### Selection
▶

# Wing Archery?



## Mike in Reedley (Jun 2, 2005)

I have a friend who bought two Wing bows back in the mid 50's. Both are one piece recurves. One is a Gull 35# @ 28. The other is a Swift Wing. I can find no other markings on the Swift and haven't a clue about it. The Swift has some type of sight base on the face of it.
Are these decent bows and what would be a fair price for them? I'm thinking of buy the Gull for my son to shoot with in my backyard when he comes to visit (he's righthanded and I'm a lefty). Thanks.


----------



## Mag-Tek (Jan 22, 2005)

Wing Archery built some great bows over the years. I'm not sure I would shoot bows that old.


----------



## Robert58 (Oct 5, 2002)

Mike

I don't remember a Wing Gull back in the middle fifty's. Mabe he bought the bows in the midle sixty's. There is a Wing Gull on ebay now, at $87.00 with 3 days to go. The early Wing's go for around $65.00 to $100.00 plus on ebay.

◀

### Working data
▶

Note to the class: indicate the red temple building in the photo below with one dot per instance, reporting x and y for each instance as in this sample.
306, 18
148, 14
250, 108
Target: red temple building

◀

### Task list
[A] Update the records so that "temple" reads "pagoda" throughout, leaving everything else unchanged.
[B] Carry the forum thread about Wing Archery bows forward from its last post.

### Responses to the tasks
[A]
Note to the class: indicate the red pagoda building in the photo below with one dot per instance, reporting x and y for each instance as in this sample.
306, 18
148, 14
250, 108
Target: red pagoda building

[B]
I have a Wing, Silver Wing, that I bought on ebay for $68.00, that shoots great. Check the limbs very close for delaminations. If Viper1 doesn't post tonight or tomorrow, PM him. He is one of the most knowlidgeable Members on AT. You didn't say weather or not your frield has shot the bows lately. If he has, there shouldn't be any problem with them.

P.S.
What pound a bow is, has alot to do with the selling price on ebay. A bow less than 40lbs. will sell for less. The Gull on ebay is a 55 pounder.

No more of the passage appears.